__Extrait__.
====

Ordinaire, proximités, familiarité
Deux temporalités du processus de recherche sont prises pour appréhender l’ambivalence des proximités. La première se situe au cours de la phase exploratoire du terrain de recherche, concomitante à mon installation. Expérimentée lors des premiers moments de présence sur le (mi)lieu observé, alors inconnu, elle est l’étape où la relation de proximité géographique favorise d’autres proximités sociales, d’ordre organisationnelle et culturelle. Ces proximités s’opèrent via une « acculturation » et une appropriation du langage et travail en mode « projet », du domaine du handicap. Elles forment le cadre des collaborations importantes en recherche-action et d’une immersion dans les logiques profondes des actions collectives. Ma proximité géographique contribuant, jusqu’alors, à faire émerger au quotidien « l’étrange » et « l’intéressant » dans l’ordinaire du lieu observé, au travers d’une position privilégiée d’extériorité, de « regard (encore) neuf » sur le terrain.
Passées une année d’immersion et l’excitation de la découverte, des défis méthodologiques se révèlent dans les distances/présences entretenues avec le terrain. Parmi lesquels : (1) la familiarité du terrain ; (2) la perception erronée du/de la chercheur·e en société.

====

__Données de la tâche__.
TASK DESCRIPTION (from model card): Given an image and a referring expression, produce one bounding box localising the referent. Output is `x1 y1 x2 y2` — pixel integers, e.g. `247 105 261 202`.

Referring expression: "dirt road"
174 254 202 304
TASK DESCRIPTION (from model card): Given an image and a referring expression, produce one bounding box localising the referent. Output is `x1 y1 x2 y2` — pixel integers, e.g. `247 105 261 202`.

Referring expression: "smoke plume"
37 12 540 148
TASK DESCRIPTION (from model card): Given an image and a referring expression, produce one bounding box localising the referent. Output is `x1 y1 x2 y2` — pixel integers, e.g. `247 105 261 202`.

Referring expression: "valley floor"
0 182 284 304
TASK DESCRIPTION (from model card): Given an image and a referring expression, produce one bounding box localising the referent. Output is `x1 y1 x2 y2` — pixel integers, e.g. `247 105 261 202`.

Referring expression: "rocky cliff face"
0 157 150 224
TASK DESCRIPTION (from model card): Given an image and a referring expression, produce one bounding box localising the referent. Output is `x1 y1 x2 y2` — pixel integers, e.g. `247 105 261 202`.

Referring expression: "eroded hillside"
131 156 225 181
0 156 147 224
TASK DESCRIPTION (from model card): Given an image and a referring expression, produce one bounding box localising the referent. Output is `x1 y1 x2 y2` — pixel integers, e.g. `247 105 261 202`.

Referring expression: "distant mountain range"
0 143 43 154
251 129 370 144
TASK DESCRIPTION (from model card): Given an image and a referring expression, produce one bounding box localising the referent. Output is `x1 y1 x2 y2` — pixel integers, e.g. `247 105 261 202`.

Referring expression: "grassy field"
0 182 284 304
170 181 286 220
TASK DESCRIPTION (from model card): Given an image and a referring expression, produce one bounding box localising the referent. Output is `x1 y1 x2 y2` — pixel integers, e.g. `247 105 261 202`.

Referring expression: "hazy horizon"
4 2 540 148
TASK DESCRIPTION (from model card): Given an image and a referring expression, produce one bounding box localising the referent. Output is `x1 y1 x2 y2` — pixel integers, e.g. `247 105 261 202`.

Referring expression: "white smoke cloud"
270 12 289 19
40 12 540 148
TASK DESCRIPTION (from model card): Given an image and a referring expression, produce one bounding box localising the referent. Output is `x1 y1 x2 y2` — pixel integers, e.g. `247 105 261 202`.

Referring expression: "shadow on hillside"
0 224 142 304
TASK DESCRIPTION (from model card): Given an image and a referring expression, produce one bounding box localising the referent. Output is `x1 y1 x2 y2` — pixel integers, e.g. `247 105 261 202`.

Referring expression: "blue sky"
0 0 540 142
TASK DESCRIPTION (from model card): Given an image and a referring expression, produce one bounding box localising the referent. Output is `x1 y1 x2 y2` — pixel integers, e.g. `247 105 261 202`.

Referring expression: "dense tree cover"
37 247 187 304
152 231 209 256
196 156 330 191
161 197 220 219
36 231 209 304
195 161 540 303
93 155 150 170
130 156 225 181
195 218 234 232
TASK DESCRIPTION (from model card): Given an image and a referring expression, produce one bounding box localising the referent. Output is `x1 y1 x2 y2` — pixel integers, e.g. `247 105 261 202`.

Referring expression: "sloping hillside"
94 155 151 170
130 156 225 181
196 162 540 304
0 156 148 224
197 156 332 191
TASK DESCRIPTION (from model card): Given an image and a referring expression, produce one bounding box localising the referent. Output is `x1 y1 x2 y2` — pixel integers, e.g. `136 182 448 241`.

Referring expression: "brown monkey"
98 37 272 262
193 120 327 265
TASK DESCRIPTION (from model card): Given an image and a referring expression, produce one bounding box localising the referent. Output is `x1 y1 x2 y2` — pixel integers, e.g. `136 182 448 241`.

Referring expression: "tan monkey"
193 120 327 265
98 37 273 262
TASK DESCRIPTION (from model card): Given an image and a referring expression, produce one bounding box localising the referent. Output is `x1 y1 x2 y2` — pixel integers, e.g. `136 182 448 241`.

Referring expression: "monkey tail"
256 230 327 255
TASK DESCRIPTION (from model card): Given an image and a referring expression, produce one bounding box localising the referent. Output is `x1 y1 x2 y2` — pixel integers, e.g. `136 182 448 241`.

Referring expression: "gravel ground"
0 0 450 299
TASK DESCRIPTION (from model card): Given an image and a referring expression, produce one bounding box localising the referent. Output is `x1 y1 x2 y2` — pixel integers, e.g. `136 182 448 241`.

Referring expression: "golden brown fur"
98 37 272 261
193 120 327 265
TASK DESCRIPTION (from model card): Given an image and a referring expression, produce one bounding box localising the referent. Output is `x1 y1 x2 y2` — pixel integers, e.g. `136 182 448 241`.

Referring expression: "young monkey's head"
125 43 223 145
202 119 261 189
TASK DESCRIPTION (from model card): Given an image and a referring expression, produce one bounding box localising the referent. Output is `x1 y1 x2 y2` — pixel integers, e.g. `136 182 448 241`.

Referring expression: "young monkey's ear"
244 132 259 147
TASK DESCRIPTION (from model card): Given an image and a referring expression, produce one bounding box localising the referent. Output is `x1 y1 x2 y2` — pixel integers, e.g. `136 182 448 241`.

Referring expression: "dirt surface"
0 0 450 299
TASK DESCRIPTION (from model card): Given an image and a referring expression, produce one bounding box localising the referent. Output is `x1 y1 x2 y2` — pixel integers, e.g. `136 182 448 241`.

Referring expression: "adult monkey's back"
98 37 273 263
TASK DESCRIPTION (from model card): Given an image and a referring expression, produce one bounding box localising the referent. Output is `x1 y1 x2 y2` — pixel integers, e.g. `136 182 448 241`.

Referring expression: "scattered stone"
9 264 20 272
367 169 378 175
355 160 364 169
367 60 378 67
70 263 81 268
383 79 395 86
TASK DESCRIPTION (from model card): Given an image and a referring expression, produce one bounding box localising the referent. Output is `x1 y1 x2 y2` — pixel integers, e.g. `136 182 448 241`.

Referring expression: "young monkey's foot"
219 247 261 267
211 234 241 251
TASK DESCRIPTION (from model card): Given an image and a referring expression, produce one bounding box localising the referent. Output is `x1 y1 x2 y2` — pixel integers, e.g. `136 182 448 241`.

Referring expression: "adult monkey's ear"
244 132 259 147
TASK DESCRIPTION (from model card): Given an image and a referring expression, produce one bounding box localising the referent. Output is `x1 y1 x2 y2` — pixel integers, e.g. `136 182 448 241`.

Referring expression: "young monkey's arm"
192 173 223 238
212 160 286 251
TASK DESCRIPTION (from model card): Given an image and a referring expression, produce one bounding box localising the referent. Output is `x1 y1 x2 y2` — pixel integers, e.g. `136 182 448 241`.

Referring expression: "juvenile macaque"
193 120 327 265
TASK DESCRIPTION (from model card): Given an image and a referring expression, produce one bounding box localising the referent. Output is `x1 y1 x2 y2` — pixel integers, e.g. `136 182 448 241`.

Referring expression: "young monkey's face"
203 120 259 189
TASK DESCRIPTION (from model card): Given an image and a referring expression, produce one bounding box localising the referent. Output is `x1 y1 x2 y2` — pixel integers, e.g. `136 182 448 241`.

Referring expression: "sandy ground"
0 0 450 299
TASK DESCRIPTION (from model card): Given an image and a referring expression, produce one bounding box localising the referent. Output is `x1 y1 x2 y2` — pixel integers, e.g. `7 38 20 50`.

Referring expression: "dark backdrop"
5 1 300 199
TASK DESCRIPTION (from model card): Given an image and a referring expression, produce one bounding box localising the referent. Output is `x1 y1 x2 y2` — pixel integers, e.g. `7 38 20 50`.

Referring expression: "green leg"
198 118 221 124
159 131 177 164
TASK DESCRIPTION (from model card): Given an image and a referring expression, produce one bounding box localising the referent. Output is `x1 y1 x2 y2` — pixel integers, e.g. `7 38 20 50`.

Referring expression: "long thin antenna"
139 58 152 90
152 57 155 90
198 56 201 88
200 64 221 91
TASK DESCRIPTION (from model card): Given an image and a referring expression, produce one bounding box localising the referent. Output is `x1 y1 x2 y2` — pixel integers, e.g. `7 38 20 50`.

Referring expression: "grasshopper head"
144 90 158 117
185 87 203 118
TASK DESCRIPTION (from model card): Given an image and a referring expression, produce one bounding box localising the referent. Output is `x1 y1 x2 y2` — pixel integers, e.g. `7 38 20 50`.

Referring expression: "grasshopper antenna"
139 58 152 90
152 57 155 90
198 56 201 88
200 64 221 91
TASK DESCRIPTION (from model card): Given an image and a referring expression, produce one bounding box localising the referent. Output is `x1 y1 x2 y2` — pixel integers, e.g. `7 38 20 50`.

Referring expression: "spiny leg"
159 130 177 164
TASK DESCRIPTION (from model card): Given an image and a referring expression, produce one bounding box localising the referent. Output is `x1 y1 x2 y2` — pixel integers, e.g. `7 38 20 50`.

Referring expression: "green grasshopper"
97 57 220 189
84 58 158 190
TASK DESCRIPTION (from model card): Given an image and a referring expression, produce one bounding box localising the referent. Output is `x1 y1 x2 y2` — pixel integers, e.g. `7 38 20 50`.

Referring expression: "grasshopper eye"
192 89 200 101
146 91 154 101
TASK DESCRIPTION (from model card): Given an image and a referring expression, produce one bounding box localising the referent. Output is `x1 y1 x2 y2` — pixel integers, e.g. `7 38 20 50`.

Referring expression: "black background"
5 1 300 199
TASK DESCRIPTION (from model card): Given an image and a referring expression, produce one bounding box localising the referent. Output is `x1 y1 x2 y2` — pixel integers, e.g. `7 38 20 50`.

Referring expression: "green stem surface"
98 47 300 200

====

__Tâches à réaliser__.
1/ Mettez à jour l'extrait sur les proximités, de « Passées une année » jusqu'à « chercheur·e en société. », en remplaçant « défis méthodologiques » par « enjeux méthodologiques ».
2/ Veuillez repérer dans le listing chaque ligne qui contient la chaîne « surface » et la recopier, en respectant la casse.

__Réponses dans l'ordre__.
1/
Passées une année d’immersion et l’excitation de la découverte, des enjeux méthodologiques se révèlent dans les distances/présences entretenues avec le terrain. Parmi lesquels : (1) la familiarité du terrain ; (2) la perception erronée du/de la chercheur·e en société.

2/
Referring expression: "dirt surface"
Referring expression: "green stem surface"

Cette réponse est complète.